■ Set problem: In the text about Canada's prime ministers, what academic post does Raymond B. Blake hold?

■ Text:
== == ==

Canada’s Prime Ministers and the Shaping of a National Identity
Canada’s Prime Ministers and the Shaping of a National Identity
by Raymond B. Blake
UBC Press
413 pages, $49.95
As part of their work, Canada’s prime ministers weave stories and forge narratives regarding national identity. From John A. Macdonald to Justin Trudeau, the country’s leaders have been both a mirror to reflect Canadian values and a means by which new ideals are advanced.
In his stimulating intellectual history of Canada’s prime ministers since 1945, University of Regina history professor Raymond B. Blake presents a new way to understand the role of Canada’s leaders in shaping how Canadians think of themselves, creating a shared sense of belonging, and presenting the country to the global community.

== == ==

Annotation dataset entries
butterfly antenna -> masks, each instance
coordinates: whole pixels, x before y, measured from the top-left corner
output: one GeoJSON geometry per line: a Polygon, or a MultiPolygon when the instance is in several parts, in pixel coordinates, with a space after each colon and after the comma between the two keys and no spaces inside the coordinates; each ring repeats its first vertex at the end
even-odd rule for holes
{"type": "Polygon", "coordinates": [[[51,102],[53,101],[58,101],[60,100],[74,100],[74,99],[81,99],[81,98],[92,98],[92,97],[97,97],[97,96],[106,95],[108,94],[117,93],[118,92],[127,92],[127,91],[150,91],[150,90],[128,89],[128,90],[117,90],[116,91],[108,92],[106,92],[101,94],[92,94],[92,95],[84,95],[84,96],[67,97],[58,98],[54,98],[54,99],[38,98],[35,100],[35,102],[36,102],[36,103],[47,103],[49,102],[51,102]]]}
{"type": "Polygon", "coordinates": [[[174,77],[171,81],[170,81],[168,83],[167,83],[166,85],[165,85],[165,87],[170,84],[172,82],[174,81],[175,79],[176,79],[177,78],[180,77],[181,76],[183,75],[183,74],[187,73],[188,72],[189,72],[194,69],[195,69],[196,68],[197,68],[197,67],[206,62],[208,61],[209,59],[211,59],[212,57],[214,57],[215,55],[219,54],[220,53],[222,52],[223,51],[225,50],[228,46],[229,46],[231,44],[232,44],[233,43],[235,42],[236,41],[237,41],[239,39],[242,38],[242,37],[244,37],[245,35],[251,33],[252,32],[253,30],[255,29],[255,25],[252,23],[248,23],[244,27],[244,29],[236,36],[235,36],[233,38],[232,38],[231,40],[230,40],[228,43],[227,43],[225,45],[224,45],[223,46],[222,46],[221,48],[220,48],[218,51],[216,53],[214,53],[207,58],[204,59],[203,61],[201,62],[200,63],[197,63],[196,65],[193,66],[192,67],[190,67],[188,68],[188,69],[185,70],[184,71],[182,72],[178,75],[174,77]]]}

== == ==

■ Result below: He is a history professor at the University of Regina.